**What is required:** Reproduce every line of the listing below without changing anything.

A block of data
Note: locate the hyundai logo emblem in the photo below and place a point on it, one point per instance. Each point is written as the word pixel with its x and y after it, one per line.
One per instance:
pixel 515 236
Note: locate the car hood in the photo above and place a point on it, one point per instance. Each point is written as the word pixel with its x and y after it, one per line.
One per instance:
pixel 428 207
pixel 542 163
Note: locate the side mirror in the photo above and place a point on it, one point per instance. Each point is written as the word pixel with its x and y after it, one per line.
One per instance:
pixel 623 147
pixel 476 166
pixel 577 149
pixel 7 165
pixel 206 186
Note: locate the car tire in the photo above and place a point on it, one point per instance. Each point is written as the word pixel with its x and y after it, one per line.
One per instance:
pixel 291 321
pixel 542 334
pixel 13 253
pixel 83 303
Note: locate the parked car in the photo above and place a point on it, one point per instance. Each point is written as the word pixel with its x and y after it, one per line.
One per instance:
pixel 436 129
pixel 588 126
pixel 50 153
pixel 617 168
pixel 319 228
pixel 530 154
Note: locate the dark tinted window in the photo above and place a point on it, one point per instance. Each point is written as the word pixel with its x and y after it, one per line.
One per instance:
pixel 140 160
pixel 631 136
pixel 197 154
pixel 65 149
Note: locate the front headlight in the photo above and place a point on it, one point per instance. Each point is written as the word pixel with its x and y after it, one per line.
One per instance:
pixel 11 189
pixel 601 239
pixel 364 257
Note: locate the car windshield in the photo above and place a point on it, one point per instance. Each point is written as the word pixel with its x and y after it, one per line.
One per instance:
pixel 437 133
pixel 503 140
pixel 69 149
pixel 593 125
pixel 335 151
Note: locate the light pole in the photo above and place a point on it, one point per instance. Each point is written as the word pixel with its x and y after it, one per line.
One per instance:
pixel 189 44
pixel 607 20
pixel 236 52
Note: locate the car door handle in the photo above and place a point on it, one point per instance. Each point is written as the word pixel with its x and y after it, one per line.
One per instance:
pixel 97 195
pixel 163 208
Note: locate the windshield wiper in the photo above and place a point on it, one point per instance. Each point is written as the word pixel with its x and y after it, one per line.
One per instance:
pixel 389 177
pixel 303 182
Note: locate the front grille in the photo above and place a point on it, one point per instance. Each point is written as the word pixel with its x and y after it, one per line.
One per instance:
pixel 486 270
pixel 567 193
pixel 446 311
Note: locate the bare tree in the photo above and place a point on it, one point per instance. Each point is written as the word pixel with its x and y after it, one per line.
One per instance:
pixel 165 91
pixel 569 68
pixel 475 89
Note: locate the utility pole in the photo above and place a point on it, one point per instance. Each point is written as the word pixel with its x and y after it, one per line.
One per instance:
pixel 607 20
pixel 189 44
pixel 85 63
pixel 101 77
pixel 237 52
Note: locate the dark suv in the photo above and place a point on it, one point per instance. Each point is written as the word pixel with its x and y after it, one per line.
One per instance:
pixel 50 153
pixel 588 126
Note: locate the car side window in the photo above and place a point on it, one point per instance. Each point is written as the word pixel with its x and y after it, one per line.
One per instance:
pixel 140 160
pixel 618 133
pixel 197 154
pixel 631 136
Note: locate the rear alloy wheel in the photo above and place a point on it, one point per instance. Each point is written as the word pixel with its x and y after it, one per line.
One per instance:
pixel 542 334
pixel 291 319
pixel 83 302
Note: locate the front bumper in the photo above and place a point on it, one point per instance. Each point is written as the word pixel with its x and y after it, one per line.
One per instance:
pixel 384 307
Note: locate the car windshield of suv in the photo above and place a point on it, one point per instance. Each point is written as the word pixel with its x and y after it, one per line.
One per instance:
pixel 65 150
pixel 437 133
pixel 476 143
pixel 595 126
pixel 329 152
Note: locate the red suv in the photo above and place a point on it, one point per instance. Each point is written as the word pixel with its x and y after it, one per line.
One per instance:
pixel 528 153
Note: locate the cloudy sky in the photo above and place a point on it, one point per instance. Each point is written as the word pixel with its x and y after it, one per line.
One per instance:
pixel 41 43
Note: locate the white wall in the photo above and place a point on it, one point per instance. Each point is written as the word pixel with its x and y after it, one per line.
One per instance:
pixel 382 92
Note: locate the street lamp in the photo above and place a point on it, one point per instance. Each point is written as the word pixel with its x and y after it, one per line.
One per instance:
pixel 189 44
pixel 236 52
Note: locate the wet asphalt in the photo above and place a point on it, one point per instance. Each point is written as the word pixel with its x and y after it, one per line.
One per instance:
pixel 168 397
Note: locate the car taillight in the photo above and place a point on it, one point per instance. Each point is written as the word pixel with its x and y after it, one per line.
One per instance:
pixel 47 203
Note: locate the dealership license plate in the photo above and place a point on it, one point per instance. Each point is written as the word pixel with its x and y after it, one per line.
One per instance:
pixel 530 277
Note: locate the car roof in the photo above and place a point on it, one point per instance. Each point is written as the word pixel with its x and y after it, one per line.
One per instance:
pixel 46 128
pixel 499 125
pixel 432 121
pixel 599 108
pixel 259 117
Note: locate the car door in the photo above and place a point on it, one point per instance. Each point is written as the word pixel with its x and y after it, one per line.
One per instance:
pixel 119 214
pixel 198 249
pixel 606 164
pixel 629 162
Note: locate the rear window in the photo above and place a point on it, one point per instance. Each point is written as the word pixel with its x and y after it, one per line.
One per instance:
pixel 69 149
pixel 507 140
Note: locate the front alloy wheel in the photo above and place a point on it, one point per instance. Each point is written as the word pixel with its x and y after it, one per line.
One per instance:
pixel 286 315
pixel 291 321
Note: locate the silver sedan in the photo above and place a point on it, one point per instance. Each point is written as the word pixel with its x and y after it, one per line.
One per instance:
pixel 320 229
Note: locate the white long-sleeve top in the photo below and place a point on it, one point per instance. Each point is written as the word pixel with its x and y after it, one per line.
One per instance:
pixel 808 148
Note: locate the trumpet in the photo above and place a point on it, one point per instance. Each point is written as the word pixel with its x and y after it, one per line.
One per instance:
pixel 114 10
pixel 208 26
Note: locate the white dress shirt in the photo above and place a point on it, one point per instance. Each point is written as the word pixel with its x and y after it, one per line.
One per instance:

**Exercise response:**
Note: locate the hyundai logo emblem in the photo below and place a point on it, one point per instance. Each point is written as the word pixel with its x and y after it, one per line.
One per instance:
pixel 515 236
Note: locate the car hood in the photo above and place a point on it, one point per instance. Each point is written as the word pixel with its x and y after it, one per line.
One per instance:
pixel 428 207
pixel 542 163
Note: locate the side mirror in the photo above and place a point on it, one point per instance. Each point is written as the word pixel with its x and y after it, one per line.
One per instance:
pixel 623 147
pixel 476 166
pixel 577 149
pixel 7 165
pixel 206 186
Note: locate the car tire in the photo above and place a point on it, one point per instance. Each point is written as the word pixel with its x and y after it, one per line.
One per instance:
pixel 291 321
pixel 542 334
pixel 13 253
pixel 83 303
Note: locate the parked car in the photo above and place a point on it, one point per instance. Each point is written as the word pixel with its x and y after it, one per line.
One per instance:
pixel 436 129
pixel 588 126
pixel 50 153
pixel 617 168
pixel 319 228
pixel 530 154
Note: locate the dark tinted window in the photo above and place a point on it, one point per instance. Each point is written as the word pixel with its x and y after it, one per line.
One per instance:
pixel 140 160
pixel 631 136
pixel 197 154
pixel 65 149
Note: locate the front headlight in the photo above and place a point on it, one point per instance. Each point is written as the word pixel with its x and y after it, one per line.
One per instance:
pixel 11 189
pixel 601 239
pixel 364 257
Note: locate the car windshield in the photo above and place a point on it, one point per instance. Each point is written as the word pixel with its x and y after it, one per line.
One per instance:
pixel 437 133
pixel 503 140
pixel 69 149
pixel 593 125
pixel 335 151
Note: locate the light pole in the photo above and place a point on it, one point per instance. Each point is written as the word pixel with its x and y after it, one per line.
One per instance:
pixel 189 44
pixel 607 20
pixel 236 52
Note: locate the car door handle in the photo above and place a point on it, one point per instance. Each point is written as the word pixel with its x and y after it, one per line.
One per instance:
pixel 97 195
pixel 163 208
Note: locate the windshield wiper in the photo above and place a point on it, one point per instance. Each point is written as the word pixel with its x and y after it, one per line.
One per instance:
pixel 389 177
pixel 303 182
Note: locate the front grille in the photo above and place a point on it, one point per instance. Each point is written as the word pixel with its x and y after it, one per line.
One per instance:
pixel 486 270
pixel 567 193
pixel 446 311
Note: locate the bare tree in the photo above and place a point on it, one point per instance. Each point is written as the word pixel with its x and y after it, one per line.
One per instance:
pixel 165 91
pixel 569 68
pixel 475 89
Note: locate the utility pole in the photo above and place a point on it, one point per instance. Each point is written as the word pixel with its x and y after it, one per line.
One per instance:
pixel 607 20
pixel 189 44
pixel 85 63
pixel 101 77
pixel 237 52
Note: locate the dark suv in the photo above and place a point on it, one point per instance. Each point is written as the word pixel with its x and y after it, one per line.
One per instance:
pixel 50 153
pixel 588 126
Note: locate the car side window in the photo above and place a point on it, one point per instance. Each point is written as the word pixel with its x and y after it, one per line.
One per instance:
pixel 140 160
pixel 618 133
pixel 197 154
pixel 631 136
Note: locate the rear alloy wheel in the photo above and place a point on it, one point per instance. Each point is written as the word pixel with its x and y after it, one per line.
One per instance:
pixel 542 334
pixel 291 319
pixel 83 302
Note: locate the front bumper in the photo above and place a point on it, one point per instance. Each point is written as the word pixel with its x and y after it, one per line.
One per instance:
pixel 384 307
Note: locate the car windshield of suv in the photo above and place a point on it, one point per instance. Each point is written as the word pixel with its x and y after it, one per line.
One per instance:
pixel 65 150
pixel 437 133
pixel 476 143
pixel 595 126
pixel 329 152
Note: locate the red suv in the photo above and place a point on it, one point per instance. Each point is written as the word pixel with its x and y after it, one per line.
One per instance:
pixel 528 153
Note: locate the cloudy sky in the photo above and place a point on it, one point per instance. Each point is written as the word pixel with its x and y after it, one per line.
One per instance:
pixel 41 43
Note: locate the white wall in the photo above and place a point on it, one point per instance. Each point is written as the word pixel with its x and y after it, one per line.
One per instance:
pixel 382 92
Note: locate the street lamp in the photo above and place a point on it, one point per instance. Each point is written as the word pixel with its x and y after it, one per line.
One per instance:
pixel 189 44
pixel 236 52
Note: locate the wet asphalt in the photo above and place a point on it, one point per instance. Each point is written as the word pixel with its x and y after it, one per line.
One per instance:
pixel 168 397
Note: locate the car taillight in the photo above and place a point on it, one point per instance. Each point is written as the word pixel with its x and y after it, one per line.
One per instance:
pixel 47 203
Note: locate the dealership license plate in the photo above and place a point on it, one point per instance. Each point is written as the word pixel with its x and y after it, one per line.
One per instance:
pixel 530 277
Note: locate the car roof in the photo above and place a point on it, one point per instance. Each point is written as the word pixel with its x and y after it, one per line.
One per instance:
pixel 46 128
pixel 499 125
pixel 432 121
pixel 599 108
pixel 259 117
Note: locate the car door in the photo above and place a point on it, one point per instance. Each point is written as the word pixel with its x and y after it, one per line.
One per instance:
pixel 119 214
pixel 198 249
pixel 606 164
pixel 629 162
Note: locate the rear window in the photo above and place a point on it, one point per instance. Each point is written as the word pixel with its x and y after it, one per line.
One per instance:
pixel 69 149
pixel 507 140
Note: locate the front alloy wheel in the photo above and place a point on it, one point per instance. Each point is written as the word pixel with its x and y after it, one per line.
One per instance:
pixel 286 315
pixel 291 321
Note: locate the silver sedan in the photo above and place a point on it, one point per instance. Each point is written as the word pixel with its x and y after it, one per line.
One per instance:
pixel 320 229
Note: locate the white long-sleeve top in the photo below and place a point on it, one point per instance. Each point is written as the word pixel with its x and y after it, one per line.
One per instance:
pixel 808 148
Note: locate the trumpet in the photo above and place a point on it, one point per instance. Each point is written as the word pixel with its x and y after it, one per line.
One per instance:
pixel 114 10
pixel 208 26
Note: locate the white dress shirt in the photo above and place a point on it, one point per instance. Each point is written as the word pixel with its x and y after it, one per line.
One per instance:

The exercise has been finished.